## Activity list
[1] Copy the stretch of the adoptee mortality article from "Are mortality rates" through "deaths and suicide.".
[2] Carry the adoptee mortality article forward from its last sentence.

## Exercise passage
--------------------
Are mortality rates affected by age adoptees transfer to their adoptive families?

A study published today in BMC Public Health aims to assess whether mortality rates among adoptees are associated with the age they were transferred to their adoptive family and whether the association is modified by the social class of the adoptive family.

Previous research has found that, compared with the general population, adoption is associated with increased rates of both all-cause mortality and of specific causes of death, such as infections, vascular disease and cancer as well as alcohol-related deaths and suicide.

In order to explore long-term consequences of the age at transfer of adoptees into a new family, the authors of a study published today in BMC Public Health have looked at mortality rates and cause-specific mortality rates in 10,592 Danish adoptees according to age at transfer. The researchers, based at Aarhus University and the University of Copenhagen, also set out to assess if the social class of the adoptive family modified the effects of age at transfer to the adoptive family.

Mortality rates among adoptees were compared according to the age at which the adoptee was transferred to the adoptive family, using those who were transferred immediately after birth as a reference. For the purpose of this study, the social class of the adoptive family was based on occupation of the fathers, and was available from the adoption records for 96% of the adoptive fathers.
--------------------
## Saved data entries

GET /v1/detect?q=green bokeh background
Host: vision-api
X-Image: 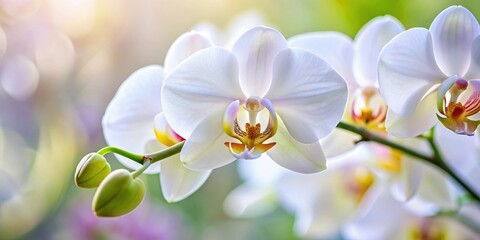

[0,0,480,240]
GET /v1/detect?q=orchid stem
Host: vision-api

[97,146,144,164]
[337,122,480,202]
[145,141,185,163]
[97,141,185,165]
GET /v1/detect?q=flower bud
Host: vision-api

[75,153,111,188]
[93,169,145,217]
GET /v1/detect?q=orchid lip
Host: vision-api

[437,76,480,136]
[351,87,387,129]
[223,97,278,159]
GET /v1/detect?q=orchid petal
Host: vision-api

[237,154,287,185]
[353,16,403,86]
[164,31,212,73]
[160,155,211,203]
[266,49,348,143]
[267,123,326,173]
[385,93,438,138]
[162,47,244,141]
[232,26,287,98]
[192,22,226,46]
[288,32,358,89]
[102,65,164,173]
[154,112,185,147]
[378,28,446,116]
[430,6,480,76]
[180,133,235,171]
[392,156,423,202]
[434,124,480,193]
[465,36,480,79]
--------------------
## Answers to the problems
[1]
Are mortality rates affected by age adoptees transfer to their adoptive families?

A study published today in BMC Public Health aims to assess whether mortality rates among adoptees are associated with the age they were transferred to their adoptive family and whether the association is modified by the social class of the adoptive family.

Previous research has found that, compared with the general population, adoption is associated with increased rates of both all-cause mortality and of specific causes of death, such as infections, vascular disease and cancer as well as alcohol-related deaths and suicide.

[2]
The researchers found that death rates from all causes were significantly higher in those transferred between age 1 month and 4 years compared to those transferred immediately after birth.

In the main analyses, adoptees were divided into six groups according to their age at the time of transfer to the adoptive parents: 0 months, 1-5 months, 6-11 months, 12-23 months, 2-3 years, and 4-7 years. The social class of the adoptive family was considered a factor potentially modifying the effects of age at transfer and was categorized into high and low social class. High social class included advanced professional, academic and sub-academic professions and self-employed, while low social class included subordinate clerks, skilled workers, semi-skilled workers, and unskilled workers. In the analyses including the potential modifying effect of paternal social class, age at transfer was reduced to four categories: 0 months, 1-5 months, 6-23 months, and 2-7 years.

The researchers found that death rates from all causes were significantly higher in those transferred between age 1 month and 4 years compared to those transferred immediately after birth with the relative rate peaking for those transferred between 6 and 11 months. Death rates from natural causes were higher in those transferred between 1 month to 2 years of age. The later the age of transfer, the higher the rate of suicide.

Therefore, transfer into an adoptive family later than at time of birth may have long-term consequences affecting overall and cause-specific mortality. These effects were, to the researchers’ surprise, not modified by the environment provided by the adoptive family as indicated by the social class of these families.

Considering the study is observational with limited information at baseline, it is of course difficult to make counterfactual inferences about what would have happened to the children if they had not been adopted away and transferred to the adoptive family at a certain age. The conclusions from the study are based only on the comparisons of adoptees with different ages at transfer to the adoptive families.